▸ **Tasks**:
(a) Echo the article on what to call a programmer word for word, starting with "The big problem" and going on through "should be put to.".
(b) Duplicate the listing word for word, starting with the line with "evergreen tree -> masks, each instance" and going on through the end of the listing, leaving out the pictures.

*** Source ***

What do you call a programmer?
Wednesday, 16 February 2011

What do you want to be called when your main job, and perhaps passion, is creating software? This is the question raised in this month's I-Programmer Poll and already hundreds of you have cast your votes. It has made us wonder why the term "programmer" makes some people angry and sends them off looking for a better sounding description of what they do and what they are.

What do you want to be called when your main job, and perhaps passion, is creating software? If could be engineer, it could be scientist, it could be hacker - but why not just "programmer". Why is it that the term makes some people angry and sends them off looking for a better sounding description of what they do and what they are.

Programming, and this is the term I'm going to use for the activity of creating computer programs, is an odd profession - if it is a profession. Whatever it is, the most important thing about it is that it is so new! If you are being reasonable about it then you can't really claim that programming is much more than 60 years old. Before that there were few programmers and the few that were hadn't really formulated enough of an idea of what they were doing to want to give it much of a name, let alone to consider what made it special.

The big problem with programming, or computer programming as it should be called to distinguish it from radio or TV programming, is that it is composed of two parts - the clever deep thinking part and the "manual" creation of program code. In the early days it was clear that creating a program had something to do with mathematics. Writing code was a bit like writing down equation, although not really. It had an intellectual air about it. Then as time went on it was also clear that you couldn't just have brainy people producing code. There was a need for a lot of code and there just weren't enough brainy people. Also there was the small matter that the brainy people were starting to notice that a lot of what they were writing was the same sort of stuff over and over again - hardly the sort of work a brainy person should be put to.

Slowly but surely the writing of code came to be seen as a lower activity. The thinking up of clever algorithms was another and very much higher activity. The split seemed to be that there would be people, the brainy ones, who thought up what was to be created and how it was to be created and then there was a second lot of people, the not so brainy ones, who did the hard menial work of actually creating the code. It is a lot like the situation where an architect creates an inspired vision of a building and then a bunch of builders comes in and makes a mess of trying to realise the dream. It is not an accident that today many programmers prefer to be called "architects" or something like it. Not many, however, opt for "bricklayer" or "roofer".

The point is if you split of the design from the implementation you are left with the problem of what to call each - and more to the point which one is "programming"? It didn't take long for the term programming to be applied to the act of coding and hence it rapidly became a term of abuse to refer to what a brainy person did in designing programs as "programming".

A bigger problem was to work out what to call the brainy person that didn't insult them. This is why we have a collection of terms that today are sometimes seen as alternatives to "programmer" but with adding meaning. So for example, "software engineer" implied that a particular approach was being  taken to software construction - that it was as far as possible a branch of engineering. Software or systems "analyst" implied that the act of working out how an existing system functioned was essential as a first step to creating a program to do the same job.

*** Task inputs ***

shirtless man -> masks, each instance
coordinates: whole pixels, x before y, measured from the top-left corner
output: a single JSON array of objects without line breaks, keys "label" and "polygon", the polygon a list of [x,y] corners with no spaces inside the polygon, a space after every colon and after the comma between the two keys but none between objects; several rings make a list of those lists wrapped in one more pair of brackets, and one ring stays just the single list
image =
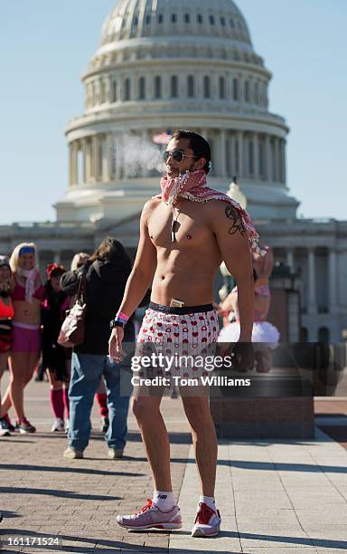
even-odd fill
[{"label": "shirtless man", "polygon": [[[239,205],[206,186],[210,160],[210,146],[202,137],[192,131],[174,134],[164,153],[166,176],[161,181],[162,195],[144,206],[136,258],[120,310],[113,321],[109,356],[117,362],[122,359],[123,327],[152,282],[152,302],[138,341],[148,339],[148,333],[152,333],[153,341],[157,340],[160,328],[159,336],[164,344],[168,343],[173,339],[174,325],[180,343],[184,338],[191,341],[192,329],[199,333],[199,341],[216,341],[218,319],[211,305],[213,282],[224,260],[239,286],[239,359],[243,357],[245,364],[253,363],[252,354],[252,359],[247,360],[249,349],[243,343],[250,343],[253,323],[249,240],[253,238],[254,245],[258,235]],[[170,308],[173,299],[183,302],[183,307]],[[167,327],[167,318],[171,318],[171,327]],[[157,396],[144,396],[141,390],[135,390],[133,412],[151,466],[155,495],[140,512],[117,516],[118,524],[131,530],[182,527],[172,489],[170,445],[160,402]],[[214,501],[217,438],[209,397],[183,396],[183,403],[192,427],[201,481],[202,495],[192,536],[213,536],[220,532],[220,517]]]}]

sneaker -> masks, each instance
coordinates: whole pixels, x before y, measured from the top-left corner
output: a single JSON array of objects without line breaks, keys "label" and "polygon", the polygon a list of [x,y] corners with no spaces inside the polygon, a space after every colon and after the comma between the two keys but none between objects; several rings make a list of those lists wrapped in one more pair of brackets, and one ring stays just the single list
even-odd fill
[{"label": "sneaker", "polygon": [[22,435],[26,435],[28,433],[36,433],[36,427],[32,425],[32,424],[26,419],[26,417],[22,417],[21,421],[15,425],[15,430],[21,433]]},{"label": "sneaker", "polygon": [[205,502],[199,502],[199,511],[196,514],[191,536],[214,537],[220,532],[220,514],[218,510],[212,510]]},{"label": "sneaker", "polygon": [[159,508],[147,499],[145,506],[133,515],[117,516],[117,522],[121,527],[130,530],[145,529],[181,529],[181,511],[178,506],[174,506],[170,511],[162,511]]},{"label": "sneaker", "polygon": [[64,458],[70,460],[80,460],[83,458],[83,450],[76,450],[76,448],[67,448],[64,452]]},{"label": "sneaker", "polygon": [[109,419],[107,416],[103,416],[101,417],[100,431],[102,431],[103,433],[107,433],[108,427],[109,427]]},{"label": "sneaker", "polygon": [[51,431],[52,433],[54,433],[55,431],[65,431],[64,421],[61,417],[57,417],[57,419],[52,425]]},{"label": "sneaker", "polygon": [[5,417],[0,417],[0,436],[11,436],[7,421],[5,419]]},{"label": "sneaker", "polygon": [[108,458],[112,458],[112,460],[116,460],[117,458],[123,458],[124,450],[123,448],[110,448],[108,450]]},{"label": "sneaker", "polygon": [[11,422],[9,415],[5,414],[5,416],[3,416],[3,417],[1,419],[5,420],[6,422],[7,429],[9,430],[9,432],[10,433],[14,433],[15,427],[12,425],[12,422]]}]

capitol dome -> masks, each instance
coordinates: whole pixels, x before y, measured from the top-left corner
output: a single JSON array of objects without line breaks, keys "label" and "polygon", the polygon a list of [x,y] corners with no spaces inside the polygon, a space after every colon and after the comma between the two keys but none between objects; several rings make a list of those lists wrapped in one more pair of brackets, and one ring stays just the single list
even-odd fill
[{"label": "capitol dome", "polygon": [[270,72],[231,0],[119,0],[82,77],[85,106],[66,135],[61,221],[121,221],[157,193],[154,138],[191,129],[209,140],[211,186],[238,177],[254,218],[294,217],[285,119],[268,110]]},{"label": "capitol dome", "polygon": [[138,37],[191,35],[251,45],[246,21],[231,0],[125,0],[106,19],[101,44]]}]

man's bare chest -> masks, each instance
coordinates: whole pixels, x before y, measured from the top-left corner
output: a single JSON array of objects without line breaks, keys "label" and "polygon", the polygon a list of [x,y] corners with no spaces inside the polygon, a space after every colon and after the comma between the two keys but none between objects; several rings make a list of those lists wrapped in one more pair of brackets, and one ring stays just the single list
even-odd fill
[{"label": "man's bare chest", "polygon": [[148,219],[148,232],[157,247],[180,244],[195,246],[213,240],[203,210],[199,212],[193,203],[178,208],[160,204]]}]

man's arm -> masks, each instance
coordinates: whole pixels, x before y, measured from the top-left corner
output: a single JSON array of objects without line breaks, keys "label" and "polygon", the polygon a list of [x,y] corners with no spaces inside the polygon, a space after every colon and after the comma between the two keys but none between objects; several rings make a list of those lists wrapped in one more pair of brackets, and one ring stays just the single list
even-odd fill
[{"label": "man's arm", "polygon": [[152,283],[156,268],[156,251],[150,239],[147,219],[153,209],[153,200],[144,205],[140,220],[140,241],[133,270],[127,279],[119,311],[127,316],[135,311]]},{"label": "man's arm", "polygon": [[212,231],[225,264],[238,285],[241,342],[250,342],[254,315],[254,282],[249,239],[238,211],[230,204],[214,204]]}]

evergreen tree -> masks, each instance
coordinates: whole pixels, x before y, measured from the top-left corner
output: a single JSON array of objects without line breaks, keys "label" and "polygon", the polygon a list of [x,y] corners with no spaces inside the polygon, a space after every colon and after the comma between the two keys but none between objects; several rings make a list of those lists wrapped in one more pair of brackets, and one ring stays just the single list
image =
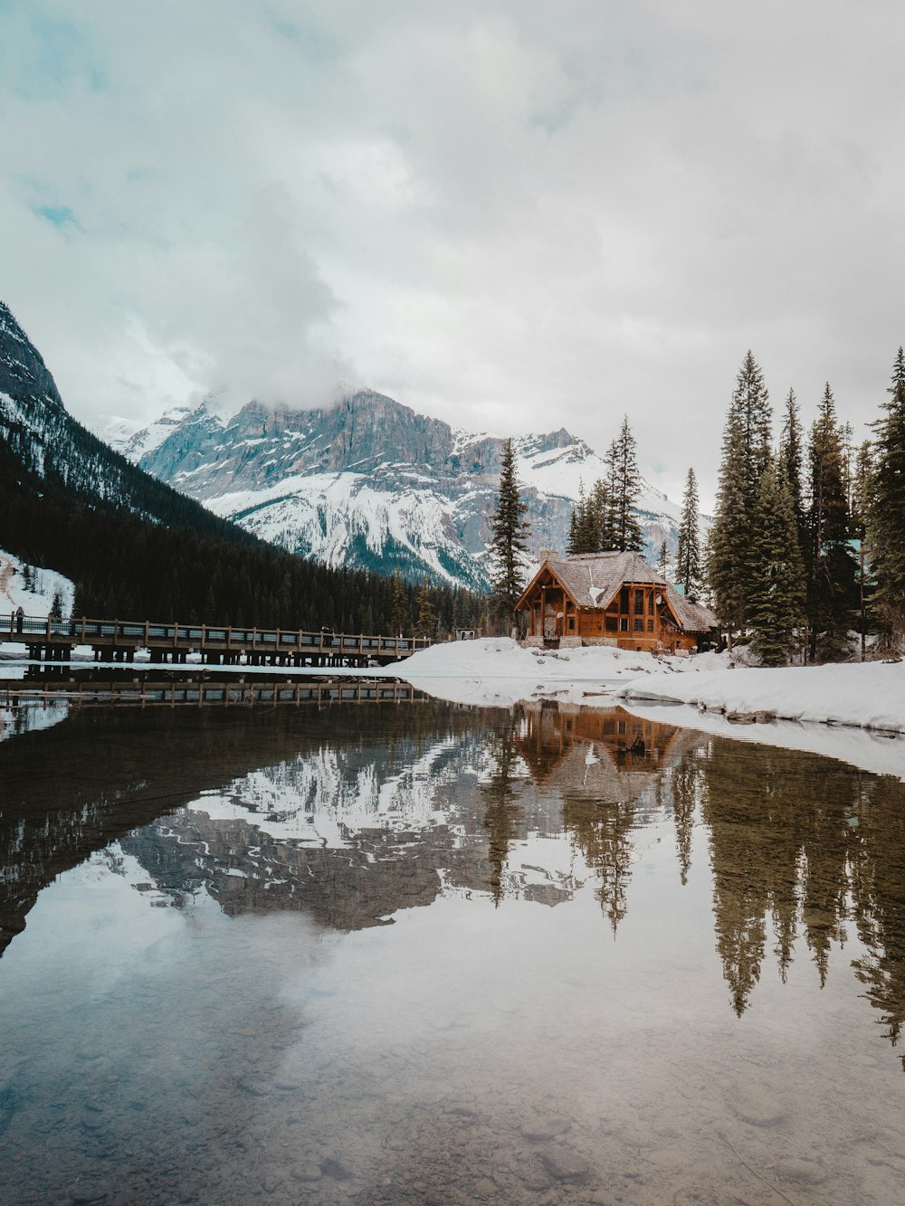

***

▸ **Per-task answers**:
(a)
The big problem with programming, or computer programming as it should be called to distinguish it from radio or TV programming, is that it is composed of two parts - the clever deep thinking part and the "manual" creation of program code. In the early days it was clear that creating a program had something to do with mathematics. Writing code was a bit like writing down equation, although not really. It had an intellectual air about it. Then as time went on it was also clear that you couldn't just have brainy people producing code. There was a need for a lot of code and there just weren't enough brainy people. Also there was the small matter that the brainy people were starting to notice that a lot of what they were writing was the same sort of stuff over and over again - hardly the sort of work a brainy person should be put to.

(b)
evergreen tree -> masks, each instance
coordinates: whole pixels, x before y, measured from the top-left corner
output: a single JSON array of objects without line breaks, keys "label" and "polygon", the polygon a list of [x,y] corners with no spaces inside the polygon, a space after every colon and after the comma between the two keys but none between objects; several rings make a list of those lists wrapped in one more pair of brackets, and one ring stays just the single list
image =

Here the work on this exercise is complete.